Georges X... demande à la cour, dans des conclusions déposées le 20 avril 2000, de : - débouter Madeleine Y... de sa demande de péremption d'instance, - dire qu'elle n'a aucune qualité pour se prévaloir de la nullité des jugements religieux d'annulation de mariage prononcés par les autorités religieuses libanaises, - constater que lui-même ne demande pas la nullité ou l'absence d'effets en France de ces jugements, - constater que les jugements d'annulation de mariage rendus par les juridictions libanaises les 7 février 1995 et 9 mai 1996 doivent donc sortir leur plein effet en France, - en conséquence, constater la nullité du mariage, - subsidiairement constater que le mariage est irrégulier tant pour des raisons de forme que de fond et en prononcer la nullité, - dire en toute hypothèse que ce mariage ne pourra sortir aucun effet et que tout acte accompli ou toute obligation souscrite en considération de ce mariage devront être annulés, - débouter Madeleine Y... de toutes ses demandes, - la condamner, outre aux dépens, à lui payer la somme de 50 000 francs au titre de l'article 700 du nouveau code de procédure civile.

Sur le moyen tiré de la péremption, il soutient tout d'abord que

l'arrêt du 14 octobre 1997 est un arrêt mixte, si bien que toute l'instance échappe à la péremption. Il ajoute qu'il a obtenu le 28 septembre 1999 un certificat de coutume, ce qui démontre qu'il s'est préoccupé auprès d'un avocat libanais d'exécuter les démarches ordonnées par la cour de même d'ailleurs que l'intimée.

Concernant les décisions libanaises ayant annulé le mariage, il prétend que Madeleine Y... qui est à l'origine de ces procédures n'a aucun intérêt et est irrecevable à invoquer en France leur inopposabilité alors qu'elles ne lui causent aucun grief. Il précise qu'il n'a formé aucun pourvoi en cassation contre ces décisions quand il en a eu connaissance.

> Données fournies
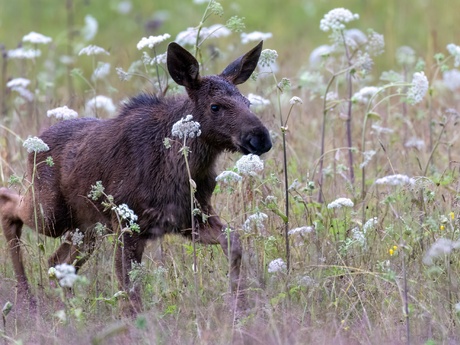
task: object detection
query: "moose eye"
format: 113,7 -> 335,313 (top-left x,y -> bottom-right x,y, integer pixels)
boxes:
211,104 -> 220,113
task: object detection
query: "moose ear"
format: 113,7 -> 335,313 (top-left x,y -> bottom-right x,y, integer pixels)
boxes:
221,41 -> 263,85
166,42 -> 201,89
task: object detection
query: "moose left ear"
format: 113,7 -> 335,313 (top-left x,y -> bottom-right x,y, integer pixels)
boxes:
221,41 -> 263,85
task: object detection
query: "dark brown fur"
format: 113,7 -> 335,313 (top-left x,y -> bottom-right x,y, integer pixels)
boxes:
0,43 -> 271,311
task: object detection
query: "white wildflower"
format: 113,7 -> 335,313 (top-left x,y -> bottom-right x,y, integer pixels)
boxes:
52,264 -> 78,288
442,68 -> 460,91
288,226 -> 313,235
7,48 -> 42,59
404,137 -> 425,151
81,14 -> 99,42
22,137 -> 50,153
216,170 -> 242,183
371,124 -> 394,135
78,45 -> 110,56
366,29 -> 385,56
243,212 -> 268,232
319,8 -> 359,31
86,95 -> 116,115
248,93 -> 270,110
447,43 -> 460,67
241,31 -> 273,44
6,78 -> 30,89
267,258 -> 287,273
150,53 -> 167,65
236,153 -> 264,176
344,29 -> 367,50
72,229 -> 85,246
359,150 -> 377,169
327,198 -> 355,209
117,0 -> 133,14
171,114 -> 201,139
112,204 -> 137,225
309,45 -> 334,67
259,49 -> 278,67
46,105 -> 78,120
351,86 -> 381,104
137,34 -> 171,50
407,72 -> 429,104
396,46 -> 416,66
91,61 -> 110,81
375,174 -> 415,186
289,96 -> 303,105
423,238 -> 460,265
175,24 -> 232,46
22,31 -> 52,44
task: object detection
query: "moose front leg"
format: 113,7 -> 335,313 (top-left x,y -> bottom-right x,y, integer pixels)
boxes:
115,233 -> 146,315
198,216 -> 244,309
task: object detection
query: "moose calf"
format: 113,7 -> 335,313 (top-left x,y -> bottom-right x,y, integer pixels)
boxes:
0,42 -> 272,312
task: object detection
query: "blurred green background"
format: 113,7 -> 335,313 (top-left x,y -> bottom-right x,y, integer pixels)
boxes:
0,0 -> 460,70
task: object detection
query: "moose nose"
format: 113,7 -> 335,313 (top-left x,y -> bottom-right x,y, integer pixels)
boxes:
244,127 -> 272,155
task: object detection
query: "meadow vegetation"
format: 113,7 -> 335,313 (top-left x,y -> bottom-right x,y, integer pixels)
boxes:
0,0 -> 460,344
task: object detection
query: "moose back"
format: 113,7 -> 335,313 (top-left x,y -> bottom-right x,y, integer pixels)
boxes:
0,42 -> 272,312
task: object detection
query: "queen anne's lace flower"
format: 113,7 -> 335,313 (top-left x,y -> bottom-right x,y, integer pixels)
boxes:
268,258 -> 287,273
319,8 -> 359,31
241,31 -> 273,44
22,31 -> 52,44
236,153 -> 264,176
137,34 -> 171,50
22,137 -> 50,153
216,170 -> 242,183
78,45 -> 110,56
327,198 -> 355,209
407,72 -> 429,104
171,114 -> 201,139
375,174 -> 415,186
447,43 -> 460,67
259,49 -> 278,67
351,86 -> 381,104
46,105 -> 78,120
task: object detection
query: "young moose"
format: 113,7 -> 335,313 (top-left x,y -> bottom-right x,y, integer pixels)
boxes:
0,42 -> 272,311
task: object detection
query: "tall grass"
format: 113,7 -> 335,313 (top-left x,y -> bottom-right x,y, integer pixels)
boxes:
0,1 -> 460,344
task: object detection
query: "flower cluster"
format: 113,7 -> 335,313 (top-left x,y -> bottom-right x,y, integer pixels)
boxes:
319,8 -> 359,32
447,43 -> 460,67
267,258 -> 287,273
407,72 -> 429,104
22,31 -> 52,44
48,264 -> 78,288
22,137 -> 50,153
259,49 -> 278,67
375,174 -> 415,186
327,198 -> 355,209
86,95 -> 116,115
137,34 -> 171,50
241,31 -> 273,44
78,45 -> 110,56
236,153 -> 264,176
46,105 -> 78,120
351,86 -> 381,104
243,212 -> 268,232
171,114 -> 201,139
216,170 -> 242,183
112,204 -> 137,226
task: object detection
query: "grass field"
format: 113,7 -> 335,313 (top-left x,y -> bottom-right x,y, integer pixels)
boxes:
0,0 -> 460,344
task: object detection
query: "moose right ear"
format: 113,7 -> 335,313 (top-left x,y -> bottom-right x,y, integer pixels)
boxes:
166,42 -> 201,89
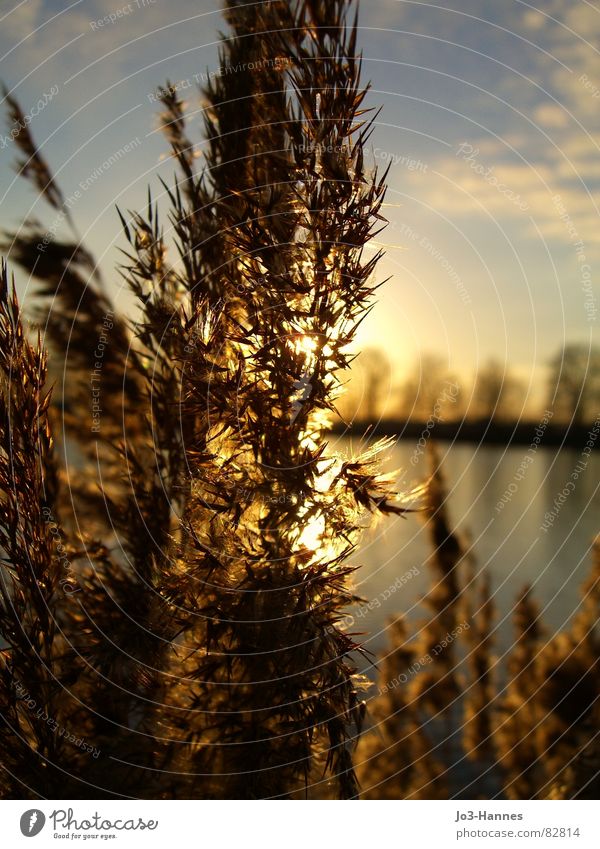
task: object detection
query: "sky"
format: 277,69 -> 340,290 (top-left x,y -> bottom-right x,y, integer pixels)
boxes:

> Consigne
Retapez un passage de la source : commencez aux mots « Sur le moyen » et arrêtez-vous après « a eu connaissance. ». Appuyez-vous uniquement sur la source.

> Tâche réalisée
Sur le moyen tiré de la péremption, il soutient tout d'abord que

l'arrêt du 14 octobre 1997 est un arrêt mixte, si bien que toute l'instance échappe à la péremption. Il ajoute qu'il a obtenu le 28 septembre 1999 un certificat de coutume, ce qui démontre qu'il s'est préoccupé auprès d'un avocat libanais d'exécuter les démarches ordonnées par la cour de même d'ailleurs que l'intimée.

Concernant les décisions libanaises ayant annulé le mariage, il prétend que Madeleine Y... qui est à l'origine de ces procédures n'a aucun intérêt et est irrecevable à invoquer en France leur inopposabilité alors qu'elles ne lui causent aucun grief. Il précise qu'il n'a formé aucun pourvoi en cassation contre ces décisions quand il en a eu connaissance.